[Named-object pointing records]
===============

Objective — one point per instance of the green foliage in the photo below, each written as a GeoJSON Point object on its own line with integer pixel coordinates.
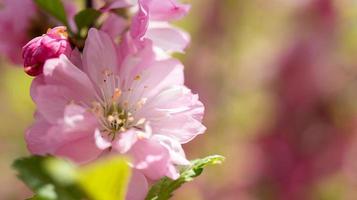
{"type": "Point", "coordinates": [86, 18]}
{"type": "Point", "coordinates": [35, 173]}
{"type": "Point", "coordinates": [165, 187]}
{"type": "Point", "coordinates": [55, 179]}
{"type": "Point", "coordinates": [54, 8]}
{"type": "Point", "coordinates": [106, 180]}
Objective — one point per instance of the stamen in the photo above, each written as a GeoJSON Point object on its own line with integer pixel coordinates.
{"type": "Point", "coordinates": [116, 95]}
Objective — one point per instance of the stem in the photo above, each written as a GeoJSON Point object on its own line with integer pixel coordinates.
{"type": "Point", "coordinates": [89, 4]}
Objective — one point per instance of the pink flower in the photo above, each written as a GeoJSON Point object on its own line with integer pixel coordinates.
{"type": "Point", "coordinates": [15, 20]}
{"type": "Point", "coordinates": [136, 105]}
{"type": "Point", "coordinates": [50, 45]}
{"type": "Point", "coordinates": [151, 21]}
{"type": "Point", "coordinates": [18, 21]}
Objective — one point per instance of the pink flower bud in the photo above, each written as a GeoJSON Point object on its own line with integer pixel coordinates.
{"type": "Point", "coordinates": [49, 45]}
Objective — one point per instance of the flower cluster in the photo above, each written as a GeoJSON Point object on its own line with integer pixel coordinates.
{"type": "Point", "coordinates": [122, 94]}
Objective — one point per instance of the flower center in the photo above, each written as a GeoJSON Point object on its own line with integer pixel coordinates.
{"type": "Point", "coordinates": [113, 118]}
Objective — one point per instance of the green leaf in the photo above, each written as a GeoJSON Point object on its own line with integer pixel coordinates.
{"type": "Point", "coordinates": [106, 180]}
{"type": "Point", "coordinates": [54, 8]}
{"type": "Point", "coordinates": [165, 187]}
{"type": "Point", "coordinates": [86, 18]}
{"type": "Point", "coordinates": [38, 173]}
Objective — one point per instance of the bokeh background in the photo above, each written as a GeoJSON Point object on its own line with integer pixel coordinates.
{"type": "Point", "coordinates": [279, 81]}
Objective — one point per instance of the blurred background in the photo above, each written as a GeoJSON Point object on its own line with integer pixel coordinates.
{"type": "Point", "coordinates": [279, 81]}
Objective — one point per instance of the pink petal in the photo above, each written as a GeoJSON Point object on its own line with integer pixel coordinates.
{"type": "Point", "coordinates": [80, 150]}
{"type": "Point", "coordinates": [99, 57]}
{"type": "Point", "coordinates": [174, 112]}
{"type": "Point", "coordinates": [138, 186]}
{"type": "Point", "coordinates": [177, 154]}
{"type": "Point", "coordinates": [157, 76]}
{"type": "Point", "coordinates": [151, 158]}
{"type": "Point", "coordinates": [140, 22]}
{"type": "Point", "coordinates": [126, 141]}
{"type": "Point", "coordinates": [168, 38]}
{"type": "Point", "coordinates": [114, 25]}
{"type": "Point", "coordinates": [63, 73]}
{"type": "Point", "coordinates": [166, 10]}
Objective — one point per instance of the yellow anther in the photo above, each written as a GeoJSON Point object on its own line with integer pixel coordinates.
{"type": "Point", "coordinates": [116, 94]}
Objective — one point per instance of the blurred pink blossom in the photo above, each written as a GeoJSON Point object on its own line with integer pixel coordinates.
{"type": "Point", "coordinates": [50, 45]}
{"type": "Point", "coordinates": [17, 29]}
{"type": "Point", "coordinates": [15, 19]}
{"type": "Point", "coordinates": [151, 21]}
{"type": "Point", "coordinates": [137, 106]}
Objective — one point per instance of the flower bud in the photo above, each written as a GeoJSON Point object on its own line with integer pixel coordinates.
{"type": "Point", "coordinates": [49, 45]}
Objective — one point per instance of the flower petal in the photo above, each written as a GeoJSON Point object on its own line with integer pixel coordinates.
{"type": "Point", "coordinates": [99, 57]}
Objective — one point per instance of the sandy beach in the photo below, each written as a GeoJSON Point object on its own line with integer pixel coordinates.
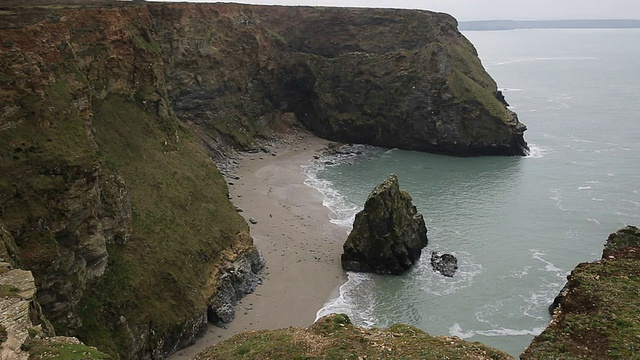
{"type": "Point", "coordinates": [292, 230]}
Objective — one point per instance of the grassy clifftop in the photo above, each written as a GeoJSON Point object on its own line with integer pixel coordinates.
{"type": "Point", "coordinates": [599, 310]}
{"type": "Point", "coordinates": [334, 337]}
{"type": "Point", "coordinates": [113, 203]}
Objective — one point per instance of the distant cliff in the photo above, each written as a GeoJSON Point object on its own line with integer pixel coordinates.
{"type": "Point", "coordinates": [113, 202]}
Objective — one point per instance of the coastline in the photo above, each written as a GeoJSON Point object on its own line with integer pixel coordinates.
{"type": "Point", "coordinates": [292, 230]}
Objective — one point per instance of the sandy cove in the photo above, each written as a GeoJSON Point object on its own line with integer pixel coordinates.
{"type": "Point", "coordinates": [292, 230]}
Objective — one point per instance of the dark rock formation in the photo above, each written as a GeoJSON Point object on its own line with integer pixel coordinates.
{"type": "Point", "coordinates": [392, 78]}
{"type": "Point", "coordinates": [596, 315]}
{"type": "Point", "coordinates": [238, 279]}
{"type": "Point", "coordinates": [388, 234]}
{"type": "Point", "coordinates": [104, 185]}
{"type": "Point", "coordinates": [500, 97]}
{"type": "Point", "coordinates": [445, 264]}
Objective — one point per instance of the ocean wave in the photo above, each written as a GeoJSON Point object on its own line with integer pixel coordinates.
{"type": "Point", "coordinates": [456, 330]}
{"type": "Point", "coordinates": [355, 300]}
{"type": "Point", "coordinates": [537, 152]}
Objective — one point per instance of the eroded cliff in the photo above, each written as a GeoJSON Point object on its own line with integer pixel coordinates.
{"type": "Point", "coordinates": [392, 78]}
{"type": "Point", "coordinates": [598, 314]}
{"type": "Point", "coordinates": [113, 202]}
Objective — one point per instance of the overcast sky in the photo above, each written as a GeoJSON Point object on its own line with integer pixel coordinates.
{"type": "Point", "coordinates": [492, 9]}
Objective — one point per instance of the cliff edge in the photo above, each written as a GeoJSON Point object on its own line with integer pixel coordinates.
{"type": "Point", "coordinates": [598, 314]}
{"type": "Point", "coordinates": [115, 205]}
{"type": "Point", "coordinates": [393, 78]}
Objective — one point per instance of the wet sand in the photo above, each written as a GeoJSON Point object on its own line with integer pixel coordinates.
{"type": "Point", "coordinates": [292, 230]}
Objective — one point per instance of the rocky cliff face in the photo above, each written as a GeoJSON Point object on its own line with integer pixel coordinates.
{"type": "Point", "coordinates": [104, 107]}
{"type": "Point", "coordinates": [598, 311]}
{"type": "Point", "coordinates": [388, 234]}
{"type": "Point", "coordinates": [390, 78]}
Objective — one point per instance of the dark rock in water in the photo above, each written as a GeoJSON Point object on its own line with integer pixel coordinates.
{"type": "Point", "coordinates": [445, 264]}
{"type": "Point", "coordinates": [558, 299]}
{"type": "Point", "coordinates": [388, 234]}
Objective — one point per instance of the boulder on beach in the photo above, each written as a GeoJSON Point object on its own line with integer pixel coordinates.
{"type": "Point", "coordinates": [445, 264]}
{"type": "Point", "coordinates": [388, 234]}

===============

*GOAL*.
Reproduce only the lines running from the one with "Objective — one point per instance of the ocean" through the final line of the listing above, both ends included.

*ANSWER TO THE TASK*.
Objective — one point per instance of the ocean wave in the photo above, each written as a GeoJSON Point object on its own line with integer pixel coordinates.
{"type": "Point", "coordinates": [456, 330]}
{"type": "Point", "coordinates": [355, 300]}
{"type": "Point", "coordinates": [537, 152]}
Objective — one point per instance of the eroded cliff in the photo above, each written as a GeoJSON Point object on its own line with integer pixel coordinates.
{"type": "Point", "coordinates": [392, 78]}
{"type": "Point", "coordinates": [598, 314]}
{"type": "Point", "coordinates": [113, 202]}
Objective — one point per instance of the overcast sky in the photo above, each written as a GeoJSON Point object on its own line with integer pixel coordinates.
{"type": "Point", "coordinates": [492, 9]}
Objective — one point per instance of the cliff edge in the photo above, each written as a GeoJSON Point object on its own line with integer pixel coordinates.
{"type": "Point", "coordinates": [598, 314]}
{"type": "Point", "coordinates": [115, 205]}
{"type": "Point", "coordinates": [393, 78]}
Objective — one point per instance of the wet sand in the photo above, each written as a GeoJSON Point object on its own line with integer pixel coordinates.
{"type": "Point", "coordinates": [292, 230]}
Objective — one point per instance of the rocky cliff face in the photo above, each written as a GeoJSON Point object on its own line with integer pixel coordinates.
{"type": "Point", "coordinates": [104, 107]}
{"type": "Point", "coordinates": [598, 311]}
{"type": "Point", "coordinates": [388, 234]}
{"type": "Point", "coordinates": [390, 78]}
Objective — one point per instance of the dark rock in water in the photo above, each written as a GeoJSON Point object on its own line with integer pixel coordinates.
{"type": "Point", "coordinates": [445, 264]}
{"type": "Point", "coordinates": [558, 299]}
{"type": "Point", "coordinates": [388, 234]}
Objective — one point per instance of the boulder on beach in the photo above, each written as a GeoJSON Point object on its own line with integer pixel coordinates.
{"type": "Point", "coordinates": [445, 264]}
{"type": "Point", "coordinates": [388, 234]}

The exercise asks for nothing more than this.